* **Requirement 1**
Duplicate the CKAN mailing-list thread word for word, starting with "Karissa McKelvey karissa.mckelvey" and going on through "it together Karissa?".

* **Given passage**

[ckan-dev] Future, flask, breaking things, funding.

Karissa McKelvey karissa.mckelvey at gmail.com
Tue Sep 15 03:39:03 UTC 2015


Hey Steven! Yeah, let's get together. I'll be around those days.

On Mon, Sep 14, 2015 at 7:20 PM, Steven De Costa <
steven.decosta at linkdigital.com.au> wrote:

> I'll be in San Francisco 4-6 October if you wanted to catch up and look at
> it together Karissa?
>
> I also have some thoughts about remaining flexible in the storage types
> that CKAN might support. Basically, it would be nice if these were
> abstracted into an API and created via the admin as provisioning requests.
> This would allow a platform to provision a variety of storage options and
> enable them at a resource level similar to the resource views at the UI
> level. It would also allow for network level security models to be
> employed, or data storage sovereignty to be maintained in accordance to to
> jurisdictional or security classification. Maybe we could call these
> resource containers?
>
> Happy to catch up with anyone in SF re CKAN :) In fact, happy to run a
> meetup there if there is interest... physical + video conference.
>
> I'm in Vegas for re:Invent on the 7th to 9th too :) It would be good to
> form a huddle of CKANers at the re:Play party on the 8th!
>
> Cheers,
> Steven
>
> *STEVEN DE COSTA *|
> *EXECUTIVE DIRECTOR*www.linkdigital.com.au
>
>
>
> On 15 September 2015 at 08:41, Karissa McKelvey <
> karissa.mckelvey at gmail.com> wrote:
>
>> I think Dat would be a great way to allow programmatic access to datasets
>> in CKAN. Dat handles streaming data very well. I imagine being able to
>> replace the `.csv` with a `.dat` and get streaming and incremental uploads
>> and downloads.
>>
>> Dat has a two-phase sync process, the first computes the differences
>> between the local and remote copy, and the second syncs the data that is
>> different. This leads to users never having to download the same data
>> twice, and reduces bandwidth costs for the host. Because dat knows the
>> differences between each data version, it is also a really lightweight way
>> to see and overview of previous data versions for a single dataset.
>>
>> I'd be happy to chat more about how this might work in practice!
>>
>> Cheers,
>>
>> On Mon, Sep 14, 2015 at 3:37 PM, Karissa McKelvey <
>> karissa.mckelvey at gmail.com> wrote:
>>
>>> I think Dat would be a great way to allow programmatic access to
>>> datasets in CKAN. Dat handles streaming data very well. I imagine being
>>> able to replace the `.csv` with a `.dat` and get streaming and incremental
>>> uploads and downloads.

* **Exercise inputs**
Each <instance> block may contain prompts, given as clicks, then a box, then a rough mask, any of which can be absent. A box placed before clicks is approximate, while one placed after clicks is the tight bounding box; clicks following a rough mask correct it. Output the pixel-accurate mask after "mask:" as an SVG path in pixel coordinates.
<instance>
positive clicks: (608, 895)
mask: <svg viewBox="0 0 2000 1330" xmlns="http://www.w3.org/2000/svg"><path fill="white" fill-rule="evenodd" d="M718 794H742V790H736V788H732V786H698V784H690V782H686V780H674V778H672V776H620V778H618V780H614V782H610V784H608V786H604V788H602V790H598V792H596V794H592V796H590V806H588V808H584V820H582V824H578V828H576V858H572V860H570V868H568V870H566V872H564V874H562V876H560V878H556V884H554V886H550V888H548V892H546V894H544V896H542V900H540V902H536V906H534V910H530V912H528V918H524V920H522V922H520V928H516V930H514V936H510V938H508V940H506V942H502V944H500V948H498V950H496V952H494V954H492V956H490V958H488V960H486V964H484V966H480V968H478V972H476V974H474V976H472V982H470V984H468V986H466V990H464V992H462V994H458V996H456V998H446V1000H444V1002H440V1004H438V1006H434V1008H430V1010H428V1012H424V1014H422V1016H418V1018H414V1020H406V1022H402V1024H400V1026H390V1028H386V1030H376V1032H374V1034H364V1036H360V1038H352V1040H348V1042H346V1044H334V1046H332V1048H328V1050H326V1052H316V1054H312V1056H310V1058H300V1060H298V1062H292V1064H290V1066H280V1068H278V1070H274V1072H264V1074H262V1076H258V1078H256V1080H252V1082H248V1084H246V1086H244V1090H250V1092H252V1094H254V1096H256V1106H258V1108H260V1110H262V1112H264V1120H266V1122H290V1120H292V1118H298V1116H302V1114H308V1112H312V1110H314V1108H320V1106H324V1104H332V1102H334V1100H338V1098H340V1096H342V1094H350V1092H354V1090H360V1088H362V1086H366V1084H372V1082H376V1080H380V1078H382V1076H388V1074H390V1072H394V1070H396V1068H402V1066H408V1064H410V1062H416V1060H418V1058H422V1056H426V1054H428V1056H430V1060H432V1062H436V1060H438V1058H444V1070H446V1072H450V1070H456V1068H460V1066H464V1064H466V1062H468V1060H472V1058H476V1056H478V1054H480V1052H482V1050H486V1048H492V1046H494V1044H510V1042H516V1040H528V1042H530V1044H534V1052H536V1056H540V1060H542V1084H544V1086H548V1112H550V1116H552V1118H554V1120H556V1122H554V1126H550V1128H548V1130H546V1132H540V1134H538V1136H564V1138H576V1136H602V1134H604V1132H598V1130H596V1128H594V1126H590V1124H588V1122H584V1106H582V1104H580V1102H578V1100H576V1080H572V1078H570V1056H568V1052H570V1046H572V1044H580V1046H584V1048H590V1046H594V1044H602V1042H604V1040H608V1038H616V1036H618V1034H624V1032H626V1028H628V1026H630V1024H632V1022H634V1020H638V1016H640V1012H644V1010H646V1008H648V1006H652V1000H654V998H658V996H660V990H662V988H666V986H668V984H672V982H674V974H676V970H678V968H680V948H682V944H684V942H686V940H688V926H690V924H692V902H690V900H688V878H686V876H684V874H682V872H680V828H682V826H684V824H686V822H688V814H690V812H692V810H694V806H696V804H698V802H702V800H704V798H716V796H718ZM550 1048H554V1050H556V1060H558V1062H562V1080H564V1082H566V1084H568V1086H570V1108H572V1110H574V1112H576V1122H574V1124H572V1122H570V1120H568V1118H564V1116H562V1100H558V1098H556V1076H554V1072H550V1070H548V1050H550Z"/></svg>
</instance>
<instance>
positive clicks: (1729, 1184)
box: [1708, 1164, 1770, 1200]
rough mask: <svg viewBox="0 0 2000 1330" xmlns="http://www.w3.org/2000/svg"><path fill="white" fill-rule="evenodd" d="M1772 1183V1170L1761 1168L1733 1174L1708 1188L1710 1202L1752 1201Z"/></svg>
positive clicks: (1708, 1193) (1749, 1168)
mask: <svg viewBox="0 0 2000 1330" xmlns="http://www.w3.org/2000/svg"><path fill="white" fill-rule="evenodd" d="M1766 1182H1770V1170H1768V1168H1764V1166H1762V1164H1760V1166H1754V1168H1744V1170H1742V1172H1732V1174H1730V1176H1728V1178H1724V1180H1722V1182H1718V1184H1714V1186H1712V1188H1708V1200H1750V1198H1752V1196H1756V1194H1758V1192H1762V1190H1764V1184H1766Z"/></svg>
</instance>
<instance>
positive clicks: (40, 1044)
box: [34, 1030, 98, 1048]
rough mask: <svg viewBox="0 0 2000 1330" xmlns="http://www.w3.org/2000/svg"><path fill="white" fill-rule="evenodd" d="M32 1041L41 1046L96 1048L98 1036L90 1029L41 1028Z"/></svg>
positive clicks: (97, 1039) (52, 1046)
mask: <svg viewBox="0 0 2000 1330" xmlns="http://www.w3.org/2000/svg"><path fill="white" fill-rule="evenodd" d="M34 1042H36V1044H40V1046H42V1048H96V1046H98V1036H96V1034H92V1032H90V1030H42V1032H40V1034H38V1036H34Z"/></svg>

* **Requirement 2**
Please set down the lines of the records exactly, starting with the line with "1041L41 1046L96 1048L98" and going on through the last line of the records, both ends included.

* **Exercise solution 1**
Karissa McKelvey karissa.mckelvey at gmail.com
Tue Sep 15 03:39:03 UTC 2015


Hey Steven! Yeah, let's get together. I'll be around those days.

On Mon, Sep 14, 2015 at 7:20 PM, Steven De Costa <
steven.decosta at linkdigital.com.au> wrote:

> I'll be in San Francisco 4-6 October if you wanted to catch up and look at
> it together Karissa?

* **Exercise solution 2**
rough mask: <svg viewBox="0 0 2000 1330" xmlns="http://www.w3.org/2000/svg"><path fill="white" fill-rule="evenodd" d="M32 1041L41 1046L96 1048L98 1036L90 1029L41 1028Z"/></svg>
positive clicks: (97, 1039) (52, 1046)
mask: <svg viewBox="0 0 2000 1330" xmlns="http://www.w3.org/2000/svg"><path fill="white" fill-rule="evenodd" d="M34 1042H36V1044H40V1046H42V1048H96V1046H98V1036H96V1034H92V1032H90V1030H42V1032H40V1034H38V1036H34Z"/></svg>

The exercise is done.